Extracted records
--- START ---
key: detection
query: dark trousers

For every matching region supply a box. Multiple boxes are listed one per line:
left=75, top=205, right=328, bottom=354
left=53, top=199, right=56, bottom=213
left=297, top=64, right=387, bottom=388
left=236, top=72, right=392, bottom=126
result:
--- END ---
__PROBLEM DETAILS__
Give the lines from the one containing "left=297, top=64, right=387, bottom=388" through the end of the entries again, exactly as written and with no other lines.

__SOLUTION FOR THIS PROBLEM__
left=297, top=64, right=387, bottom=388
left=236, top=72, right=392, bottom=126
result:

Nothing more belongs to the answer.